-- BEGIN --

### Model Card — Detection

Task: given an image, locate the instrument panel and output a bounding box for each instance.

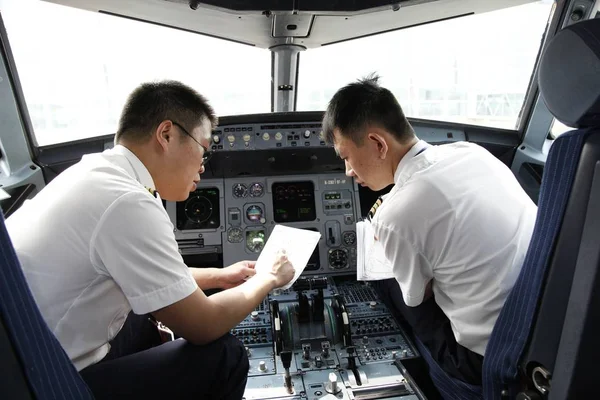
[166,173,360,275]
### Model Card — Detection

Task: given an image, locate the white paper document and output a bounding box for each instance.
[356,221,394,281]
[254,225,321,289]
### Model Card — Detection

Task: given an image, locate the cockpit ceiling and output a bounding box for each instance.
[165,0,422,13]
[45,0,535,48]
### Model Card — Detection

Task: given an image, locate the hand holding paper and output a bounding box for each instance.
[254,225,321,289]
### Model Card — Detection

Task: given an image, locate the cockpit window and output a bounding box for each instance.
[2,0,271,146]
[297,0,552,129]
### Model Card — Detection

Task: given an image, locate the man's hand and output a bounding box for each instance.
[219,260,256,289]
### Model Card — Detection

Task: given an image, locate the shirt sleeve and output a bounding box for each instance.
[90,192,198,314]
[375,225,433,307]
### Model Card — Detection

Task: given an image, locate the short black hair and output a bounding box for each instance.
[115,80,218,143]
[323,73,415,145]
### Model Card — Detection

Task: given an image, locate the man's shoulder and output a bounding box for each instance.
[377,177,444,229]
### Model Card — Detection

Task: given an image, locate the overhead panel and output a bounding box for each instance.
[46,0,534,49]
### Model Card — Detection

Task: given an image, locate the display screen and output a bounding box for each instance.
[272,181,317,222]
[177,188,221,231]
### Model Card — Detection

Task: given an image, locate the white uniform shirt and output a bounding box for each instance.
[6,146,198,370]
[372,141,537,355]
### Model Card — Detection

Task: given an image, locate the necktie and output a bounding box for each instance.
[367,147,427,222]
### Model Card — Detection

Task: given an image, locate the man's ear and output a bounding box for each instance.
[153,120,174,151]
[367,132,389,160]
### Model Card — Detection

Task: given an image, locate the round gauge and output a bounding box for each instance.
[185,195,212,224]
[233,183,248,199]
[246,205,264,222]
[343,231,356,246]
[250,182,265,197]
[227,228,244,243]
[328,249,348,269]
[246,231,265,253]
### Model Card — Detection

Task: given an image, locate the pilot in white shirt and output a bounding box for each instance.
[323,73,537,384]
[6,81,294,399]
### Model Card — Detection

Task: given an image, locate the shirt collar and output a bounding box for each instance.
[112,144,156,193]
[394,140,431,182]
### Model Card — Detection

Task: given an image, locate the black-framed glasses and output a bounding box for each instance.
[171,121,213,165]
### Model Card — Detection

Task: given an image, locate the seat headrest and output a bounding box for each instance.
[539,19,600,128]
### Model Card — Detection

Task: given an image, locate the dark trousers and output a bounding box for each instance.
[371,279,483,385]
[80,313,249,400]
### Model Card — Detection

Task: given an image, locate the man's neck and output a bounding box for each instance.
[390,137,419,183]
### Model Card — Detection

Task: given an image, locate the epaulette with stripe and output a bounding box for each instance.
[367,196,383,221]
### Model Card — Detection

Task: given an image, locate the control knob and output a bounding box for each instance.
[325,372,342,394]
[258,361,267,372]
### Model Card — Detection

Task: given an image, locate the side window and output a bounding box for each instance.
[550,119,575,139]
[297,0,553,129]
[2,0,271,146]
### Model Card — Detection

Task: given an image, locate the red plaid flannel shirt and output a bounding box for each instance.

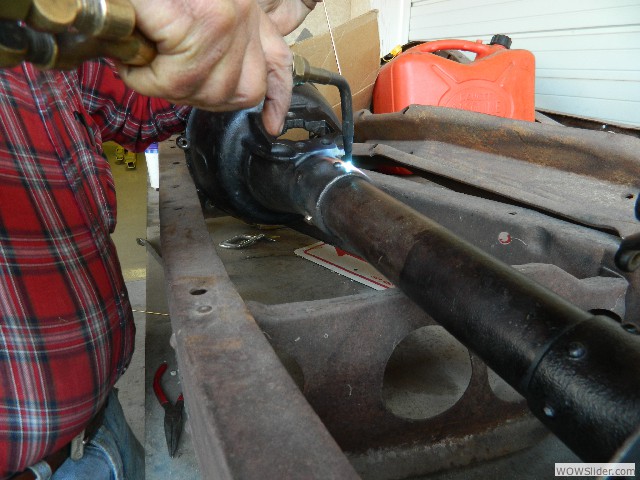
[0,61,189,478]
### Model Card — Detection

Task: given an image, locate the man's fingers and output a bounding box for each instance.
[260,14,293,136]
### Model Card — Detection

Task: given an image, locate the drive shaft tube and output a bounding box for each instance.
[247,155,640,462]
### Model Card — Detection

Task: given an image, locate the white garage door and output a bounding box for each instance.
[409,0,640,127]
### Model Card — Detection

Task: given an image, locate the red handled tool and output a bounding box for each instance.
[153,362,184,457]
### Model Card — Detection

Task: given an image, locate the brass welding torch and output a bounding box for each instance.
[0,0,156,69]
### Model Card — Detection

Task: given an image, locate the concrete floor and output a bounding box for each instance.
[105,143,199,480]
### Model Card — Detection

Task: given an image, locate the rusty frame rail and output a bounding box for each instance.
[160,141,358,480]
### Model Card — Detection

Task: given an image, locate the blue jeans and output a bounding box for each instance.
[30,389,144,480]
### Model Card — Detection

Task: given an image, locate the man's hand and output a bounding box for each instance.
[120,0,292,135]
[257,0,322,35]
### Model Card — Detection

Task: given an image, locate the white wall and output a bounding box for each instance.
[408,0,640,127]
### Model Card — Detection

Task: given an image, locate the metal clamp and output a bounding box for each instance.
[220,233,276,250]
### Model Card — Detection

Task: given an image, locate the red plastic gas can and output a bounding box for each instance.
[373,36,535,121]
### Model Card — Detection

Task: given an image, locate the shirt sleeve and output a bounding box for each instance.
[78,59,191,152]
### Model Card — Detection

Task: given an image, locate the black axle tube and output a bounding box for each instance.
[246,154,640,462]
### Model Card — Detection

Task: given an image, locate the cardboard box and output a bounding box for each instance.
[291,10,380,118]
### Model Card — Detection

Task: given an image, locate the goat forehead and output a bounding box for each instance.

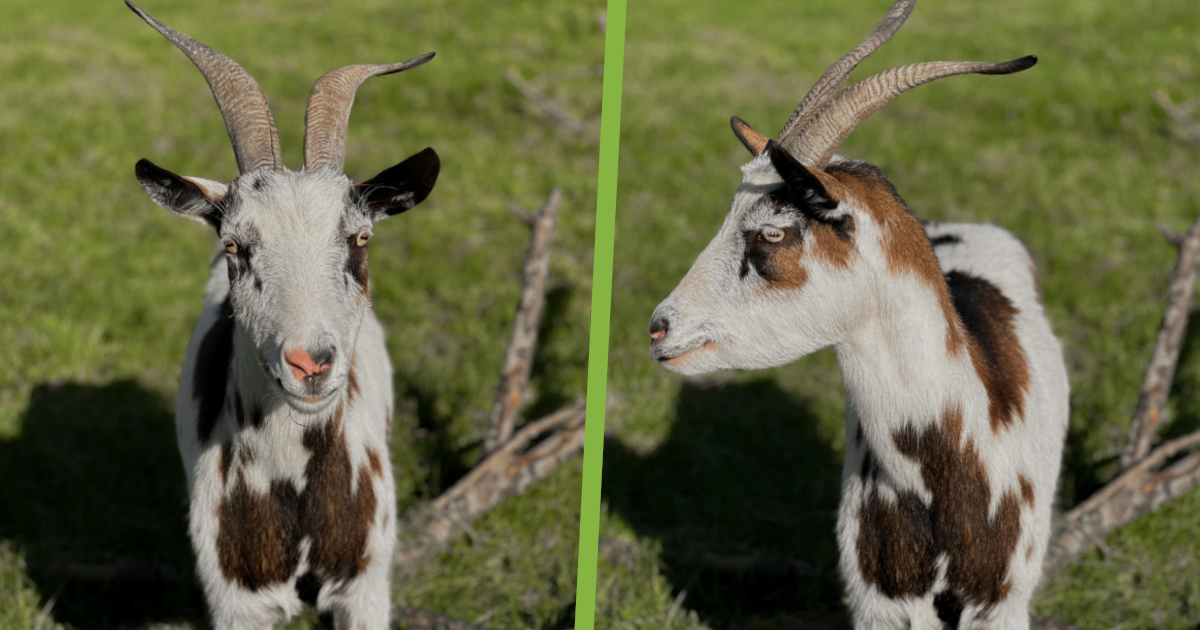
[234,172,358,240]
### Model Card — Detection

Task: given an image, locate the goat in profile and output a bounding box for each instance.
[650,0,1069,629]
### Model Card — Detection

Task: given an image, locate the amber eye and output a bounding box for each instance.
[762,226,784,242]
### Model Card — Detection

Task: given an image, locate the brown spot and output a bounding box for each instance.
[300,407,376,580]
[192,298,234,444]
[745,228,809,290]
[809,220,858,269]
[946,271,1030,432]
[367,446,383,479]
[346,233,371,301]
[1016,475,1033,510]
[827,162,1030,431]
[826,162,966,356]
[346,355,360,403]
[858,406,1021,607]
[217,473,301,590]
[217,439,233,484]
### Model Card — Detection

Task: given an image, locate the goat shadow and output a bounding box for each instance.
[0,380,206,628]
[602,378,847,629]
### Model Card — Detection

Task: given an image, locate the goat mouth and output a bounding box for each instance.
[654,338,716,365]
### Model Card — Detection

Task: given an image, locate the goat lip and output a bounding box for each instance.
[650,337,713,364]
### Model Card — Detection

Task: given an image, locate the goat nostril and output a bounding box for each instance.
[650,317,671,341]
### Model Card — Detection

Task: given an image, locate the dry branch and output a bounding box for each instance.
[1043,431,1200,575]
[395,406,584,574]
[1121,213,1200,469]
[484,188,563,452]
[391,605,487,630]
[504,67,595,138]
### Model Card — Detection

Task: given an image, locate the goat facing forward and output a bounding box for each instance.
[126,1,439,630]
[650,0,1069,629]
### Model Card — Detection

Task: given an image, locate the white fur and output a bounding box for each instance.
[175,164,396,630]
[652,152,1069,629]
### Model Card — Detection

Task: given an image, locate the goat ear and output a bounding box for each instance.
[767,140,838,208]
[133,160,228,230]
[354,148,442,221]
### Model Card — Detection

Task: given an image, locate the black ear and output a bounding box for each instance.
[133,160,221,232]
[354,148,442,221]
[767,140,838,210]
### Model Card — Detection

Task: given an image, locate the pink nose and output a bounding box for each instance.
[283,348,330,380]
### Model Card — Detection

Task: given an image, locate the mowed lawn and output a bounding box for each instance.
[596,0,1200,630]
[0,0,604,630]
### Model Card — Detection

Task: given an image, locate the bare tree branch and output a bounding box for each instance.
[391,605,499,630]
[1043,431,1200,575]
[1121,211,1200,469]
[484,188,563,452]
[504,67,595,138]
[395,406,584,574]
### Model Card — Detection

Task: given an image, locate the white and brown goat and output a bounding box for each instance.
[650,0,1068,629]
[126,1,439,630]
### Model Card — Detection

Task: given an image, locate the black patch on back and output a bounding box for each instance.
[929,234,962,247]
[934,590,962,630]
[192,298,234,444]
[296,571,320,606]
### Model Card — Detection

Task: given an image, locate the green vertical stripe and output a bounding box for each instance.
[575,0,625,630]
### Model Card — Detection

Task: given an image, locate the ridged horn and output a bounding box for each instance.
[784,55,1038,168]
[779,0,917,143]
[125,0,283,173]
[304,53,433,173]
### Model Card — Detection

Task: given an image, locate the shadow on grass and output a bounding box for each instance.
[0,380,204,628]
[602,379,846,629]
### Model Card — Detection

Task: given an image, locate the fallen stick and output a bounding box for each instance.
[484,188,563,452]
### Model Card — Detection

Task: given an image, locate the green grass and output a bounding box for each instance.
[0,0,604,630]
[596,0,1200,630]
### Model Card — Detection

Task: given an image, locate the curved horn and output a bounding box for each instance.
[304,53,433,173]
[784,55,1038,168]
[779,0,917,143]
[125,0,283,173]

-- END --

WHAT TO WORK ON:
Count the lines in the data above that contain the word "grass" and reply with that number alone.

EXERCISE SOLUTION:
2